** PASSAGE SHOWN **
════════

Archives for posts with tag: LP

“Tell Me” is the second song of an ambitious 14 song double LP of lost Dunedin music by Charcoal Burners. Choosing just one song to feature was a fraught task. “Tell Me” seemed to best encapsulate in one relatively brief song all the jangling, squalling, cyclical, melodic wonder in his amalgam of 70’s rock (Neil Young & Crazy Horse especially), hardcore-post-punk-via-shoegaze (part Hüsker Dü, part Ride, part Velvet Crush), all as re-imagined from within the hyper-busy, perhaps obsessive mind of sometimes Dunedin musician Andrew Spittle.

Since 1990 Andrew Spittle – under his own name and with bands Dating Godot, Das Phaedrus, All Red Cables and now Charcoal Burners – has independently released over 40 albums of original music as well as a handful of singles and EPs titles. The earliest releases were cassettes, progressing to Compact Disc and eventually digital releases via Bandcamp.

Just to confound and confuse, this new release on gatefold double LP called “The Scottish Play”, which is attributed to Spittle’s most recent Charcoal Burners iteration, was initially released as a Dating Godot album in 2002. Spittle was the only remaining member of the band when it was recorded, Dating Godot having dissolved after the release of 4 (!) albums into the void the previous year, so I guess 18 years on he can chose whichever name he wants to release it under.

The album features a few piano based songs, and some acoustic neo-folk, but the predominant theme is overdriven guitar rock, and an unusual but successful blend of traditional guitar rock, post-punk’s hardcore and grunge sonics, appropriated drum loops, and the textured layered soundwalls and submerged vocals of shoegaze. It’s a wonderful album, full of variety, melody, and a lot of mystery and haze.

While the album title references the alternate name used by superstitious thespians for a certain Shakespeare play, this is only loosely a ‘concept album’ and any themes around obsessive ambition and regret appear to be the personal reflections of the songwriter. But, as with the play, the story (lyrics here) sometimes offer coded universal themes.

════════

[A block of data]
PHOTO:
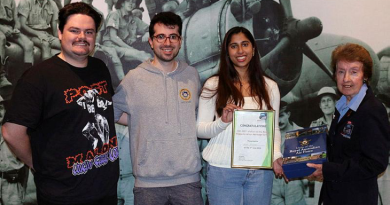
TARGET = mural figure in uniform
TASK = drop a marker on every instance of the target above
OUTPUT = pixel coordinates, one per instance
(121, 33)
(38, 20)
(10, 32)
(293, 191)
(327, 101)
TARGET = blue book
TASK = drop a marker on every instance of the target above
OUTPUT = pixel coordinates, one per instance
(304, 146)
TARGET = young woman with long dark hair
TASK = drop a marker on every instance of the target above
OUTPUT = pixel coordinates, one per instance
(239, 84)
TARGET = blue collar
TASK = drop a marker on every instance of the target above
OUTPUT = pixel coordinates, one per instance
(342, 105)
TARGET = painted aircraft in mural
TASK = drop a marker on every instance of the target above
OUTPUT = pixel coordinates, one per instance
(295, 53)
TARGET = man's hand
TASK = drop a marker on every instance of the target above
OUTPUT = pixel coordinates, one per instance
(227, 112)
(317, 174)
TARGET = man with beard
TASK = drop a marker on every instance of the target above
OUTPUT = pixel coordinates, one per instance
(50, 108)
(158, 100)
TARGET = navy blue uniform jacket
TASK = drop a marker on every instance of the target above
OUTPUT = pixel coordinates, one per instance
(350, 175)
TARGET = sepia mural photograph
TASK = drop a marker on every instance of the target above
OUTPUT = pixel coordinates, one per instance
(295, 40)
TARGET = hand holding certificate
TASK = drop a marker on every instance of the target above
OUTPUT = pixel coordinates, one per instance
(252, 141)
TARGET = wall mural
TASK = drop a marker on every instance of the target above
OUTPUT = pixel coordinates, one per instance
(295, 39)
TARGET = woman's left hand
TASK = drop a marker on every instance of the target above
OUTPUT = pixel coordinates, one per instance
(278, 170)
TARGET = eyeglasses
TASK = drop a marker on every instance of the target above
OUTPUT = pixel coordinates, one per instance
(161, 38)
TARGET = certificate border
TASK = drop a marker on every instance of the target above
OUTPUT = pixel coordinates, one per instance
(270, 140)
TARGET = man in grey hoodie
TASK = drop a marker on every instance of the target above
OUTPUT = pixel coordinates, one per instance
(158, 101)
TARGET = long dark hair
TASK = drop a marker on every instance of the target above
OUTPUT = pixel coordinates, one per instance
(226, 91)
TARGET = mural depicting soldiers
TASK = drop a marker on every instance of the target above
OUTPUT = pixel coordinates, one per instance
(293, 191)
(121, 33)
(327, 100)
(10, 31)
(38, 20)
(13, 174)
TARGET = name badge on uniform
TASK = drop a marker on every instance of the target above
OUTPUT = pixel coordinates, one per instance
(347, 130)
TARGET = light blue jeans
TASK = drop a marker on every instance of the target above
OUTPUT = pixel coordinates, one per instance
(229, 186)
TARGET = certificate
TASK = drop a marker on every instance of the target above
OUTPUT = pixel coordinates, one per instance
(252, 141)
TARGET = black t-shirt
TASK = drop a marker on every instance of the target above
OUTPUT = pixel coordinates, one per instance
(69, 115)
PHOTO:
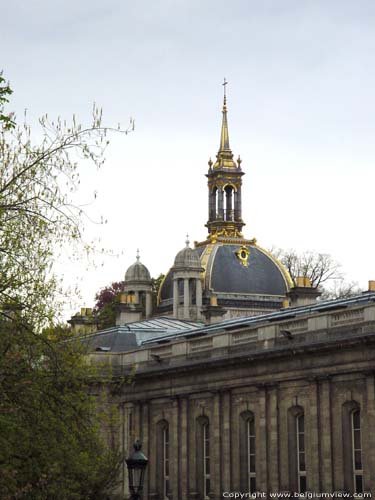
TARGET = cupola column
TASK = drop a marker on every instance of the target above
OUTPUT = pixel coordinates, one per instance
(148, 304)
(225, 215)
(198, 293)
(220, 203)
(176, 298)
(186, 299)
(237, 204)
(229, 207)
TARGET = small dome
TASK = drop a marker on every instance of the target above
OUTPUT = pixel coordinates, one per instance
(137, 272)
(187, 257)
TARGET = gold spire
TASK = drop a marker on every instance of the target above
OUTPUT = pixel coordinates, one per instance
(224, 155)
(224, 139)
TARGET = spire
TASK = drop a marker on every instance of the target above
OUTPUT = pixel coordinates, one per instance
(224, 155)
(224, 139)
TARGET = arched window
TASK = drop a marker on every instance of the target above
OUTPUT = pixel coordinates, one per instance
(297, 450)
(203, 457)
(301, 463)
(247, 452)
(352, 447)
(357, 451)
(163, 459)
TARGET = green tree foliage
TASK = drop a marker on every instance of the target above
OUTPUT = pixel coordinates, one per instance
(50, 443)
(108, 296)
(322, 269)
(105, 305)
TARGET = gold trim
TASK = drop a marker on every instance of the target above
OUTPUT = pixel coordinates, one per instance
(243, 254)
(284, 272)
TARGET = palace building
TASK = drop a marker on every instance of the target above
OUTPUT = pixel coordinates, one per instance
(243, 382)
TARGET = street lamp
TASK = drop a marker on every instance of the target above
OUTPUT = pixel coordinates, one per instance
(136, 464)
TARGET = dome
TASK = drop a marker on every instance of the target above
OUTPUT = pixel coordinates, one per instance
(242, 275)
(137, 272)
(187, 257)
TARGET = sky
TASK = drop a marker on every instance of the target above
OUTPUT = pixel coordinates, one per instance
(301, 113)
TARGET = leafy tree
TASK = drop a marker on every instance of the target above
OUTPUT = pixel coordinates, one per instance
(322, 270)
(105, 306)
(50, 441)
(108, 297)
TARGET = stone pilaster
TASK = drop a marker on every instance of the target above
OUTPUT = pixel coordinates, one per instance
(215, 441)
(312, 447)
(192, 457)
(325, 431)
(368, 436)
(186, 298)
(145, 438)
(174, 451)
(184, 449)
(262, 483)
(226, 441)
(273, 442)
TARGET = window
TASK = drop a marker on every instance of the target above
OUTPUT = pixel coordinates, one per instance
(247, 441)
(297, 449)
(352, 447)
(300, 449)
(357, 451)
(163, 459)
(206, 459)
(203, 457)
(250, 427)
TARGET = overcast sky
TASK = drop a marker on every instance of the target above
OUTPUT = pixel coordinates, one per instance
(301, 114)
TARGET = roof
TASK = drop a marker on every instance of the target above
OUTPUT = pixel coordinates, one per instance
(132, 335)
(280, 315)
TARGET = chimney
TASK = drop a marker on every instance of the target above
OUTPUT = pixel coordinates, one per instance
(84, 322)
(213, 313)
(303, 293)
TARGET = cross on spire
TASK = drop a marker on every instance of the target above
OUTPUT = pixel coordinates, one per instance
(224, 84)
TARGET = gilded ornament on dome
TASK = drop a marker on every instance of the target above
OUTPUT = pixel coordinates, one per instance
(243, 254)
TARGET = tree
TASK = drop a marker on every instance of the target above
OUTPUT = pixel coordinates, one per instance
(323, 271)
(105, 306)
(108, 296)
(50, 440)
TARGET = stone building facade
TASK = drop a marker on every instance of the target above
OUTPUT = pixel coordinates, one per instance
(243, 382)
(280, 402)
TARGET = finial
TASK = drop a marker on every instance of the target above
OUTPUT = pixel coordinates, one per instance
(225, 83)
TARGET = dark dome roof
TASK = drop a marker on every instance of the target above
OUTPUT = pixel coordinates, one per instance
(228, 277)
(187, 257)
(137, 272)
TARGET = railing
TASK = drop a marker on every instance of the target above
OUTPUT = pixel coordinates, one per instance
(225, 215)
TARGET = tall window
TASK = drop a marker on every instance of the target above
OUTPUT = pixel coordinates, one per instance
(250, 428)
(206, 459)
(297, 449)
(203, 455)
(300, 449)
(352, 447)
(163, 459)
(357, 451)
(247, 452)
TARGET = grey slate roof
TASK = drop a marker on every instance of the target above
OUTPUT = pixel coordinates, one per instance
(280, 315)
(129, 337)
(162, 329)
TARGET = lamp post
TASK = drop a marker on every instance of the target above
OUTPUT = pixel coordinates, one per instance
(136, 464)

════════

** WHAT YOU NEED TO DO **
A) Reproduce the Charcoal Burners post word for word from "Archives for posts" up to and including "musician Andrew Spittle.".
B) Name every band with which, according to the Charcoal Burners post, Andrew Spittle has released music since 1990.
The listing is separate material and has no connection to the Charcoal Burners post.

** CORRECT ANSWERS **
A)
Archives for posts with tag: LP

“Tell Me” is the second song of an ambitious 14 song double LP of lost Dunedin music by Charcoal Burners. Choosing just one song to feature was a fraught task. “Tell Me” seemed to best encapsulate in one relatively brief song all the jangling, squalling, cyclical, melodic wonder in his amalgam of 70’s rock (Neil Young & Crazy Horse especially), hardcore-post-punk-via-shoegaze (part Hüsker Dü, part Ride, part Velvet Crush), all as re-imagined from within the hyper-busy, perhaps obsessive mind of sometimes Dunedin musician Andrew Spittle.

B) Dating Godot, Das Phaedrus, All Red Cables, Charcoal Burners